[SOURCE MATERIAL]
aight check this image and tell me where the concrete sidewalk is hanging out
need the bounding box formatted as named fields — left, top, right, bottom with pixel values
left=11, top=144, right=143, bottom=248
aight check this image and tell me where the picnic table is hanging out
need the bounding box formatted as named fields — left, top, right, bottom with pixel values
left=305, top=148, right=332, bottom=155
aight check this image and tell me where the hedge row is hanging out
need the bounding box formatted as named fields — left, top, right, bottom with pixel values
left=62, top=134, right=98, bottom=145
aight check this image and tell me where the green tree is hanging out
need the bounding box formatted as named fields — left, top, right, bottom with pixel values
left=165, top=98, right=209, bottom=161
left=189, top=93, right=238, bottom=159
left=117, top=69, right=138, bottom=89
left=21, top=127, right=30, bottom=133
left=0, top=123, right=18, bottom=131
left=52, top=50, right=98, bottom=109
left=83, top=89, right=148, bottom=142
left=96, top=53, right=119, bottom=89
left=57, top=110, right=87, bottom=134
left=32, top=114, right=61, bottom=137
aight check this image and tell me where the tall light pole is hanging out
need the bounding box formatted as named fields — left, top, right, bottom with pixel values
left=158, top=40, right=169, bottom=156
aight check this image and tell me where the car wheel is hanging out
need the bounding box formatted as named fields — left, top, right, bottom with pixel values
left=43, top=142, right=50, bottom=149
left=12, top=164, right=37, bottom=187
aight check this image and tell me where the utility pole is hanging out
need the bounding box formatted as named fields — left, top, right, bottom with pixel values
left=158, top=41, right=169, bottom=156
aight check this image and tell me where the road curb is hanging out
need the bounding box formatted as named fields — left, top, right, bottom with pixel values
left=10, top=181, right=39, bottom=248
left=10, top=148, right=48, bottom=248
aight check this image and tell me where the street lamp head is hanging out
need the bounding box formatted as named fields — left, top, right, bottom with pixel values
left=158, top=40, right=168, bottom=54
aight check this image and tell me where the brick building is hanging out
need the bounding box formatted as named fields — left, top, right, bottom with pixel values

[WORK INSTRUCTIONS] Print out the whole listing, with every line exactly as it appears.

[SOLUTION FOR THIS PROBLEM]
aight check this image and tell me where the concrete sidewalk is hanging out
need the bounding box formatted as named fields — left, top, right, bottom with pixel values
left=11, top=144, right=143, bottom=248
aight check this image and tell me where the picnic table is hanging out
need the bounding box formatted as named fields — left, top, right, bottom with pixel values
left=305, top=148, right=332, bottom=155
aight check this image and tell me where the hedge row is hanging out
need the bounding box formatted as named fields — left, top, right, bottom with pixel values
left=62, top=134, right=98, bottom=145
aight check this image and tell me where the green tree is hanging out
need the bounding box formatted as named fields — left, top, right, bottom with pixel values
left=165, top=98, right=209, bottom=161
left=189, top=93, right=238, bottom=159
left=117, top=69, right=138, bottom=89
left=21, top=127, right=30, bottom=133
left=0, top=123, right=18, bottom=131
left=52, top=50, right=98, bottom=109
left=83, top=89, right=148, bottom=142
left=96, top=53, right=119, bottom=89
left=57, top=110, right=87, bottom=134
left=32, top=114, right=61, bottom=137
aight check this image and tell me where the tall light pole is hanging out
need the bounding box formatted as named fields — left, top, right, bottom with pixel values
left=158, top=40, right=169, bottom=156
aight check this image and tell me where the car wheel is hanging out
need the bounding box formatted as named fields — left, top, right, bottom with pixel values
left=43, top=142, right=50, bottom=149
left=12, top=164, right=37, bottom=187
aight check this image and tell me where the utility pole is hanging out
need the bounding box formatted as named fields — left, top, right, bottom with pixel values
left=158, top=41, right=169, bottom=156
aight check this image and tell me where the road curb is hanging out
need the bounding box formatted as named fields — left, top, right, bottom with pixel values
left=10, top=181, right=39, bottom=248
left=10, top=148, right=48, bottom=248
aight check this image and tell me where the street lamp head is hanging out
need the bounding box formatted as named fields — left, top, right, bottom with pixel values
left=158, top=40, right=168, bottom=54
aight check this image and tell me where the brick building is hanging out
need the bounding box formatted as named fields — left, top, right, bottom with pixel values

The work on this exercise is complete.